Given problem:
Render the lines below as a JSON array of strings, one string per line, with blank lines omitted.
===== Given data
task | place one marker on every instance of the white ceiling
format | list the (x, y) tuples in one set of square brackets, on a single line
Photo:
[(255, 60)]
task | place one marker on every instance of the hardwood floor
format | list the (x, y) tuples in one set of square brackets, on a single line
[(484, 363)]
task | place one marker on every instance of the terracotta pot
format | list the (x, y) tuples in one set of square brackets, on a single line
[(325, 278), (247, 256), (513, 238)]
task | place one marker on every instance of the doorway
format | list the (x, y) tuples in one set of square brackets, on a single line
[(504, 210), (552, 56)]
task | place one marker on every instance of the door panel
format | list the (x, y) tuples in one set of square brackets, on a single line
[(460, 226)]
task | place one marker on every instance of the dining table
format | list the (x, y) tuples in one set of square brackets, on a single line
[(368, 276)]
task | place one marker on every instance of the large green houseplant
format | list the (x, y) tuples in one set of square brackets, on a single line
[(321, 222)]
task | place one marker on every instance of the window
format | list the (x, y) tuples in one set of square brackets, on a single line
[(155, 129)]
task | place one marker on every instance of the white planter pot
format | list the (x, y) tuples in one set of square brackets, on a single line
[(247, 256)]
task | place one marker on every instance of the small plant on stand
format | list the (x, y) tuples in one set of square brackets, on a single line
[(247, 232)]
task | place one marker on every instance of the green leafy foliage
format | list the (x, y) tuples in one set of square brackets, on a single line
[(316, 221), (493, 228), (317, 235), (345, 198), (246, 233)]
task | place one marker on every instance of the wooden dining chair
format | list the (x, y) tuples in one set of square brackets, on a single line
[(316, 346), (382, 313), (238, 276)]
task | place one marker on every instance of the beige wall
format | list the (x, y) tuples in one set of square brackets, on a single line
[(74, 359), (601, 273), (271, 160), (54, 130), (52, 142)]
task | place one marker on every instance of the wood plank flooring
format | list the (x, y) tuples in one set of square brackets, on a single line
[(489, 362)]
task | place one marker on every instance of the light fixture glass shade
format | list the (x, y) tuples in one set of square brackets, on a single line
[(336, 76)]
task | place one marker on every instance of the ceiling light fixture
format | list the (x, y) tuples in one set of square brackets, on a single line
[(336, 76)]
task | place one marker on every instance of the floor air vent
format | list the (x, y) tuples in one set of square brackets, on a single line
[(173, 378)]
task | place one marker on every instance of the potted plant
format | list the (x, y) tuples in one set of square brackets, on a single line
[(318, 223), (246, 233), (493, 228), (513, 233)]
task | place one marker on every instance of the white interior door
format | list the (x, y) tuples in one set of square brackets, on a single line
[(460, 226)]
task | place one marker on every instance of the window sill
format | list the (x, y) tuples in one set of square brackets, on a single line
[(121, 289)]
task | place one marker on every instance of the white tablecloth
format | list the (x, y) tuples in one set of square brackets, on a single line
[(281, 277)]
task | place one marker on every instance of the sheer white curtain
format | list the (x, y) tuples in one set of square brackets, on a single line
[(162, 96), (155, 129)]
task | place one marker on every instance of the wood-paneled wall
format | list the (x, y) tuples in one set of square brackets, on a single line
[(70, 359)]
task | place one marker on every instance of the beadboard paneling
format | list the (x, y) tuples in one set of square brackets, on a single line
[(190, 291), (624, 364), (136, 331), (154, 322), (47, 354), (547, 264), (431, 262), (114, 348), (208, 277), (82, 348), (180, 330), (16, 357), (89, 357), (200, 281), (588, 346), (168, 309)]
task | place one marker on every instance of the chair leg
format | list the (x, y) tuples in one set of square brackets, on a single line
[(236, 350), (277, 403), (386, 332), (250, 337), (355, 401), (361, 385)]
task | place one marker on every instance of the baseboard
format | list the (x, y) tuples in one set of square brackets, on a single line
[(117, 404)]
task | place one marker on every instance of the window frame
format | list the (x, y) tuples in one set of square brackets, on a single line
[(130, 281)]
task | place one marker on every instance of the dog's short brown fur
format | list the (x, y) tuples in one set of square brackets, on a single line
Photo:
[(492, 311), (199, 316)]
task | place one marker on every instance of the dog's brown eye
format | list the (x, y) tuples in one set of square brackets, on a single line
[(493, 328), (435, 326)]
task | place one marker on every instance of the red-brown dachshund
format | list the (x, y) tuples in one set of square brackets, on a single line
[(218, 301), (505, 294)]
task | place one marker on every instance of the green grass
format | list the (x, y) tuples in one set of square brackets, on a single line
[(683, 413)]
==========
Solved exercise:
[
  "task | place one marker on every instance of the white ceiling",
  "format | list the (x, y) tuples in one set of square brackets, on a single line",
  "Photo:",
  "[(255, 60)]",
  "task | place one marker on every instance of the hardwood floor",
  "format | list the (x, y) tuples in one set of square brackets, on a single line",
  "[(484, 363)]",
  "task | place one marker on every instance of the terracotta pot",
  "format | list the (x, y) tuples in one set of square brackets, on a single line",
  "[(325, 278), (247, 256), (513, 238)]",
  "task | place one marker on every instance of the doorway",
  "format | list the (x, y) tuples in one set of square brackets, on a single line",
  "[(504, 210), (552, 56)]",
  "task | place one marker on every instance of the door panel",
  "format | list the (x, y) tuples in one set of square brackets, on a single line",
  "[(460, 226)]",
  "task | place one marker on every instance of the dining table",
  "format | list the (x, y) tuples in one set of square brackets, on a single line",
  "[(368, 276)]",
  "task | place one marker on every instance of the large green houseplant",
  "format | list the (x, y) tuples in one set of square brackets, on a single line",
  "[(321, 222)]",
  "task | place one marker on every instance of the window",
  "format | list the (x, y) tuples in one set of square brackets, on a single line",
  "[(155, 129)]",
  "task | place one marker on every instance of the white planter pot",
  "format | list the (x, y) tuples in one set of square brackets, on a single line",
  "[(247, 256)]",
  "task | place one marker on every instance of the small plant on stand",
  "format | list the (x, y) tuples in one set of square brackets, on a single line",
  "[(247, 232)]",
  "task | place one marker on every instance of the green leafy foliage",
  "format | list the (x, y) tuples in one set of square brackets, on a single line",
  "[(316, 221), (493, 228), (317, 235), (345, 198), (246, 233)]",
  "task | place one marker on every instance of the wooden dining chair",
  "format | list the (x, y) tuples in one set of square brackets, on a single line",
  "[(316, 346), (382, 313), (238, 276)]",
  "task | place one marker on every instance of the beige wall",
  "format | list the (x, y) tuples in one set of square brackets, on a single line",
  "[(74, 359), (601, 273), (271, 160), (54, 130), (52, 142)]",
  "task | place one marker on every instance of the wood plank flooring",
  "format | list the (x, y) tuples in one set of square brackets, on a single line",
  "[(489, 362)]",
  "task | place one marker on every instance of the light fixture glass shade",
  "format | list the (x, y) tuples in one set of square brackets, on a single line",
  "[(336, 76)]",
  "task | place one marker on every instance of the ceiling light fixture",
  "format | list the (x, y) tuples in one set of square brackets, on a single line",
  "[(336, 76)]",
  "task | place one marker on every instance of the floor air vent",
  "format | list the (x, y) tuples in one set of square brackets, on a single line",
  "[(173, 378)]",
  "task | place one marker on every instance of the potted plant",
  "format | list the (x, y) tuples in one set of square brackets, on a single line",
  "[(318, 223), (246, 233), (493, 228), (513, 233)]",
  "task | place one marker on every instance of the white interior door",
  "format | list the (x, y) tuples in one set of square brackets, on a single line",
  "[(460, 226)]",
  "task | place one marker on every instance of the window sill",
  "format | list the (x, y) tuples in one set of square brackets, on a single line",
  "[(121, 289)]",
  "task | place one marker on every instance of the white tablecloth",
  "format | list the (x, y) tuples in one set of square brackets, on a single line",
  "[(281, 277)]",
  "task | place one marker on every instance of the sheer white curtain",
  "format | list the (x, y) tuples in one set of square brackets, on a single line",
  "[(162, 96), (155, 129)]",
  "task | place one marker on every instance of the wood-paneled wall",
  "format | list the (x, y) tuples in one set of square brackets, on a single line",
  "[(70, 359)]",
  "task | place one marker on every instance of the beadboard paneling",
  "format | list the (x, y) tuples in one set of square brackets, on a single line",
  "[(190, 291), (624, 364), (136, 331), (154, 322), (47, 354), (547, 264), (431, 262), (114, 348), (208, 277), (82, 348), (180, 330), (16, 357), (89, 357), (200, 281), (588, 346), (168, 309)]",
  "task | place one marker on every instance of the chair leg",
  "format | list the (x, y) tuples in one set of square brackets, on a single line",
  "[(236, 350), (277, 403), (386, 332), (250, 337), (355, 401), (361, 385)]",
  "task | place one marker on every instance of the baseboard",
  "format | list the (x, y) tuples in one set of square brackets, on a single line",
  "[(117, 404)]",
  "task | place one marker on every instance of the window frame",
  "format | list the (x, y) tuples in one set of square brackets, on a single line",
  "[(130, 281)]",
  "task | place one marker on every instance of the dog's short brown fur",
  "format | list the (x, y) tuples in one set of square brackets, on a single line",
  "Photo:",
  "[(492, 311), (199, 316)]",
  "task | place one marker on every instance of the dog's brown eye",
  "format | list the (x, y) tuples in one set of square brackets, on a single line",
  "[(493, 328), (435, 326)]",
  "task | place one marker on every instance of the red-brown dachshund",
  "format | list the (x, y) tuples in one set of square brackets, on a single line",
  "[(218, 301), (505, 294)]",
  "task | place one marker on every instance of the green grass",
  "format | list the (x, y) tuples in one set of square brackets, on a single line",
  "[(683, 413)]"
]